> _Problem to work on_:
Copy out the entire listing precisely.

> _Exercise inputs_:
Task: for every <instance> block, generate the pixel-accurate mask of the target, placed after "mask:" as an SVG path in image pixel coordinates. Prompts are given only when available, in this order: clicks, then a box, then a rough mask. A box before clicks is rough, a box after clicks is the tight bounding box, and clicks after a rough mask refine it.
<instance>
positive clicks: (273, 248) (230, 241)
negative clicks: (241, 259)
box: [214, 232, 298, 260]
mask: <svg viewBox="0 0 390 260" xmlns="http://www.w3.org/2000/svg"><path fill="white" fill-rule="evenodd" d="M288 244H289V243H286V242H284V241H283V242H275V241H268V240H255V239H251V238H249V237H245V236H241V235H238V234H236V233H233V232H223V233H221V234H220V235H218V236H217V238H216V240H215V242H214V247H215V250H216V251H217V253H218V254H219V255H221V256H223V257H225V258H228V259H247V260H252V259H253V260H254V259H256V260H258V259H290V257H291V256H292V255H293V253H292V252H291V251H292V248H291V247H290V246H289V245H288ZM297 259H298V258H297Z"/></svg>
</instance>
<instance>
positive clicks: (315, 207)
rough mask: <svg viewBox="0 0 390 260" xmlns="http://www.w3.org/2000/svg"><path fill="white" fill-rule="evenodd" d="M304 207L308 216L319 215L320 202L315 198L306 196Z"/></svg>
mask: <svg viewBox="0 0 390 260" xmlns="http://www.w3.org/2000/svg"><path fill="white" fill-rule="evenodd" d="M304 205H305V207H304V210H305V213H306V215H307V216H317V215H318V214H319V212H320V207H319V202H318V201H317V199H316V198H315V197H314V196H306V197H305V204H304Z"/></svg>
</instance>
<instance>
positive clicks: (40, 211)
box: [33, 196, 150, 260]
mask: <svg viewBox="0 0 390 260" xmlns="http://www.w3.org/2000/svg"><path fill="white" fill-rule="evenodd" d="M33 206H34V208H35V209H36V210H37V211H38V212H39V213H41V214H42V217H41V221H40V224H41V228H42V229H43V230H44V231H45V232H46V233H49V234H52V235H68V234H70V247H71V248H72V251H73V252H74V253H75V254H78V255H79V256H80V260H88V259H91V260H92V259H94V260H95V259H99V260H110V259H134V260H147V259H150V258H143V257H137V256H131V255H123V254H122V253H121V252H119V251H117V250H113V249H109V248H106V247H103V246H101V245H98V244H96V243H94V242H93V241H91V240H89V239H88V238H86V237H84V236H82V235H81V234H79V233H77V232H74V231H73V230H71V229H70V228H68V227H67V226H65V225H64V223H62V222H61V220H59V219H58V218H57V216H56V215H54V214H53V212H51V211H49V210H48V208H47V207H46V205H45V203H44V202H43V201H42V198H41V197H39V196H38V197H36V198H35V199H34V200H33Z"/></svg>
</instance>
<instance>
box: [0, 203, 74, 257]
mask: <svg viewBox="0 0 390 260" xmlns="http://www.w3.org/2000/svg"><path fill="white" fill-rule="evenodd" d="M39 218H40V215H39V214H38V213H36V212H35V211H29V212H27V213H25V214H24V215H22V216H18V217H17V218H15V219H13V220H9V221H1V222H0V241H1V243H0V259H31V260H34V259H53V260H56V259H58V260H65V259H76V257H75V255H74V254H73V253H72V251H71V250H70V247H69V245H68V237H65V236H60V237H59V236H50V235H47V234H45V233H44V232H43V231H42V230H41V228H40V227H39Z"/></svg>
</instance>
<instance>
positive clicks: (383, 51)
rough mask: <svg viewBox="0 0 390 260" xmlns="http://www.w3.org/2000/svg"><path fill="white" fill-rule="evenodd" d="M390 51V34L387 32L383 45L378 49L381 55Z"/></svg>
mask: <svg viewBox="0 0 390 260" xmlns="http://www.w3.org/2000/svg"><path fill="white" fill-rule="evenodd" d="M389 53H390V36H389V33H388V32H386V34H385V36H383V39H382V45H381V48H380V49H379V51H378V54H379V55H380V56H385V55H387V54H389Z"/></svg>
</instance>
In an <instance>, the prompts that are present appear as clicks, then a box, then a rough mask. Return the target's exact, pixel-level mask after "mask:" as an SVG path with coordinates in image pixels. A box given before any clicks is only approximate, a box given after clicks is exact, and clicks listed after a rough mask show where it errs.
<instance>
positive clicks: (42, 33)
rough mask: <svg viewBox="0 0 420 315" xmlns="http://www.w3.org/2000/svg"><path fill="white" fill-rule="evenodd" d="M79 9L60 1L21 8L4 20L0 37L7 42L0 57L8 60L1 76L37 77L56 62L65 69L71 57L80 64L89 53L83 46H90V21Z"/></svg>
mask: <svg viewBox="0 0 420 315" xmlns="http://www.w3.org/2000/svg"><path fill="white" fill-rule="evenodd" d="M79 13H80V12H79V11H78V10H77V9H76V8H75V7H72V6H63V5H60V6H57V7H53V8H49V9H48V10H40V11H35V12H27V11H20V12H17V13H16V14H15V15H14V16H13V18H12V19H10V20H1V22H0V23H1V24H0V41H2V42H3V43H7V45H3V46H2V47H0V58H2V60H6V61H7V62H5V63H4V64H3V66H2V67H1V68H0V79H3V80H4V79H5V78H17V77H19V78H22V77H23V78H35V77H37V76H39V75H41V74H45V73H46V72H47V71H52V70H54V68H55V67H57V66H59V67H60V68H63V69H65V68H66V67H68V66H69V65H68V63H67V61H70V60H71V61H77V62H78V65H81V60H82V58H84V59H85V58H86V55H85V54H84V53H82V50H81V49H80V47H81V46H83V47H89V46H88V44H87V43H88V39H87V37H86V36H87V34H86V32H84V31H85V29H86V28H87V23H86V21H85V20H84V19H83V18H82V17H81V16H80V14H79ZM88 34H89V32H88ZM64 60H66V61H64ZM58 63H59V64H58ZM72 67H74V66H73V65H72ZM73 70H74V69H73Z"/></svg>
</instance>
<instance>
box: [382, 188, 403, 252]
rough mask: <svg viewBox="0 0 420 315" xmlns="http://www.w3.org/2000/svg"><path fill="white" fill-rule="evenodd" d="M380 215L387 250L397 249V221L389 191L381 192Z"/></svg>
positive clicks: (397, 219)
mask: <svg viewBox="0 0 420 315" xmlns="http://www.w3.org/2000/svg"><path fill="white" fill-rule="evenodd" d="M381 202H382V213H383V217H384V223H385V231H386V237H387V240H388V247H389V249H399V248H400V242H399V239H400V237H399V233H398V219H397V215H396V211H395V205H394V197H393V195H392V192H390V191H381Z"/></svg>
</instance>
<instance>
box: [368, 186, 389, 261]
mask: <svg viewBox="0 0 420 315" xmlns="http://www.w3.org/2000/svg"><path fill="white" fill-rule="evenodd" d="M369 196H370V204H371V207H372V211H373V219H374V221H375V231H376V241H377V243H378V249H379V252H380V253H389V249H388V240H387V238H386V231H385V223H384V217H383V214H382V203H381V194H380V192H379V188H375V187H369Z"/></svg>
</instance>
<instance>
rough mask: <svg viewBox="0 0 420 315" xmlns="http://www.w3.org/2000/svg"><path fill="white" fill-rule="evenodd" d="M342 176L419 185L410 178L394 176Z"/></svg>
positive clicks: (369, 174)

> _Answer for this exercise_:
Task: for every <instance> block, generate the pixel-accurate mask of the target, placed after "mask:" as an SVG path in image pixel coordinates. Prompts are given only when available, in this order: clicks, then a box, then a rough mask. A box before clicks is rough, a box after clicks is the tight bounding box, and clicks after a rough mask refine it.
<instance>
positive clicks: (273, 248) (230, 241)
negative clicks: (241, 259)
box: [214, 232, 298, 260]
mask: <svg viewBox="0 0 390 260" xmlns="http://www.w3.org/2000/svg"><path fill="white" fill-rule="evenodd" d="M288 244H289V243H286V242H284V241H283V242H275V241H268V240H255V239H251V238H249V237H245V236H241V235H238V234H236V233H233V232H223V233H221V234H220V235H218V236H217V238H216V240H215V242H214V247H215V250H216V251H217V253H218V254H219V255H221V256H223V257H225V258H228V259H247V260H252V259H253V260H254V259H256V260H258V259H290V257H291V256H292V255H293V253H292V252H291V251H292V248H291V247H290V246H289V245H288ZM297 259H298V258H297Z"/></svg>
</instance>
<instance>
positive clicks: (315, 207)
rough mask: <svg viewBox="0 0 390 260" xmlns="http://www.w3.org/2000/svg"><path fill="white" fill-rule="evenodd" d="M304 207L308 216L319 215L320 202L315 198L306 196Z"/></svg>
mask: <svg viewBox="0 0 390 260" xmlns="http://www.w3.org/2000/svg"><path fill="white" fill-rule="evenodd" d="M304 205H305V207H304V210H305V213H306V215H307V216H317V215H318V214H319V212H320V207H319V202H318V201H317V199H316V198H315V197H314V196H306V197H305V204H304Z"/></svg>
</instance>
<instance>
positive clicks: (40, 211)
box: [33, 196, 150, 260]
mask: <svg viewBox="0 0 390 260" xmlns="http://www.w3.org/2000/svg"><path fill="white" fill-rule="evenodd" d="M33 206H34V208H35V209H36V210H37V211H38V212H39V213H41V214H42V217H41V221H40V224H41V228H42V229H43V230H44V231H45V232H46V233H49V234H52V235H68V234H70V247H71V248H72V251H73V252H74V253H75V254H78V255H79V256H80V260H88V259H91V260H92V259H94V260H95V259H99V260H110V259H134V260H147V259H150V258H143V257H137V256H131V255H123V254H122V253H121V252H119V251H117V250H113V249H109V248H106V247H103V246H101V245H98V244H96V243H94V242H93V241H91V240H89V239H88V238H86V237H84V236H82V235H81V234H79V233H77V232H74V231H73V230H71V229H70V228H68V227H67V226H65V225H64V223H62V222H61V220H59V219H58V218H57V216H56V215H54V214H53V212H51V211H49V210H48V208H47V207H46V205H45V203H44V202H43V201H42V198H41V197H39V196H38V197H36V198H35V199H34V200H33Z"/></svg>
</instance>
<instance>
box: [0, 203, 74, 257]
mask: <svg viewBox="0 0 390 260" xmlns="http://www.w3.org/2000/svg"><path fill="white" fill-rule="evenodd" d="M39 218H40V215H39V214H38V213H36V212H35V211H29V212H27V213H25V214H24V215H22V216H18V217H17V218H15V219H13V220H9V221H1V222H0V241H1V243H0V259H31V260H34V259H53V260H56V259H58V260H65V259H76V257H75V255H74V254H73V253H72V251H71V250H70V247H69V245H68V237H65V236H60V237H59V236H50V235H47V234H45V233H44V232H43V231H42V230H41V228H40V227H39Z"/></svg>
</instance>
<instance>
positive clicks: (383, 51)
rough mask: <svg viewBox="0 0 390 260" xmlns="http://www.w3.org/2000/svg"><path fill="white" fill-rule="evenodd" d="M390 51V34L387 32L383 45L378 49L381 55Z"/></svg>
mask: <svg viewBox="0 0 390 260" xmlns="http://www.w3.org/2000/svg"><path fill="white" fill-rule="evenodd" d="M389 53H390V36H389V33H388V32H386V34H385V36H383V39H382V45H381V48H380V49H379V51H378V54H379V55H380V56H385V55H387V54H389Z"/></svg>
</instance>
In an <instance>, the prompts that are present appear as clicks, then a box, then a rough mask. Return the target's exact, pixel-level mask after "mask:" as an SVG path with coordinates in image pixels. A box given before any clicks is only approximate, a box given after clicks is exact, and clicks listed after a rough mask show where it errs.
<instance>
positive clicks: (42, 33)
rough mask: <svg viewBox="0 0 420 315" xmlns="http://www.w3.org/2000/svg"><path fill="white" fill-rule="evenodd" d="M79 9L60 1L21 8L4 20L0 37L7 42L0 57L8 60L1 76L37 77L56 62L65 69L71 57L80 64L89 53L83 46H90V21Z"/></svg>
mask: <svg viewBox="0 0 420 315" xmlns="http://www.w3.org/2000/svg"><path fill="white" fill-rule="evenodd" d="M79 13H80V12H79V11H78V10H77V9H76V8H75V7H72V6H63V5H60V6H57V7H53V8H49V9H48V10H40V11H35V12H27V11H20V12H17V13H16V14H15V15H14V16H13V18H12V19H10V20H1V22H0V23H1V24H0V41H2V42H3V43H7V45H3V46H2V47H0V58H2V60H6V61H7V62H5V63H4V64H3V66H2V67H1V68H0V79H3V80H4V79H5V78H17V77H19V78H22V77H23V78H35V77H37V76H39V75H41V74H45V73H46V72H47V71H52V70H54V68H55V67H57V66H59V67H60V68H63V69H65V68H66V67H68V66H69V65H68V63H67V61H70V60H71V61H77V62H78V65H81V60H82V58H84V59H85V58H86V55H85V54H84V53H82V50H81V49H80V47H81V46H83V47H89V46H88V44H87V43H88V39H87V37H86V36H87V34H86V32H84V31H85V29H86V28H87V23H86V21H85V20H84V19H83V18H82V17H81V16H80V14H79ZM88 34H89V32H88ZM64 60H66V61H64ZM58 63H59V64H58ZM72 67H74V66H73V65H72ZM73 70H74V69H73Z"/></svg>
</instance>
<instance>
box: [382, 188, 403, 252]
rough mask: <svg viewBox="0 0 420 315" xmlns="http://www.w3.org/2000/svg"><path fill="white" fill-rule="evenodd" d="M380 215L387 250L397 249V221L389 191L381 192Z"/></svg>
positive clicks: (397, 219)
mask: <svg viewBox="0 0 420 315" xmlns="http://www.w3.org/2000/svg"><path fill="white" fill-rule="evenodd" d="M381 202H382V213H383V217H384V223H385V231H386V237H387V240H388V247H389V249H399V248H400V242H399V239H400V237H399V233H398V219H397V215H396V211H395V205H394V197H393V195H392V192H390V191H381Z"/></svg>
</instance>
<instance>
box: [368, 186, 389, 261]
mask: <svg viewBox="0 0 420 315" xmlns="http://www.w3.org/2000/svg"><path fill="white" fill-rule="evenodd" d="M369 196H370V204H371V207H372V211H373V219H374V221H375V231H376V241H377V243H378V249H379V252H380V253H389V249H388V240H387V238H386V231H385V223H384V217H383V214H382V203H381V194H380V192H379V188H375V187H369Z"/></svg>
</instance>
<instance>
rough mask: <svg viewBox="0 0 420 315" xmlns="http://www.w3.org/2000/svg"><path fill="white" fill-rule="evenodd" d="M342 176L419 185L410 178L394 176Z"/></svg>
positive clicks: (369, 174)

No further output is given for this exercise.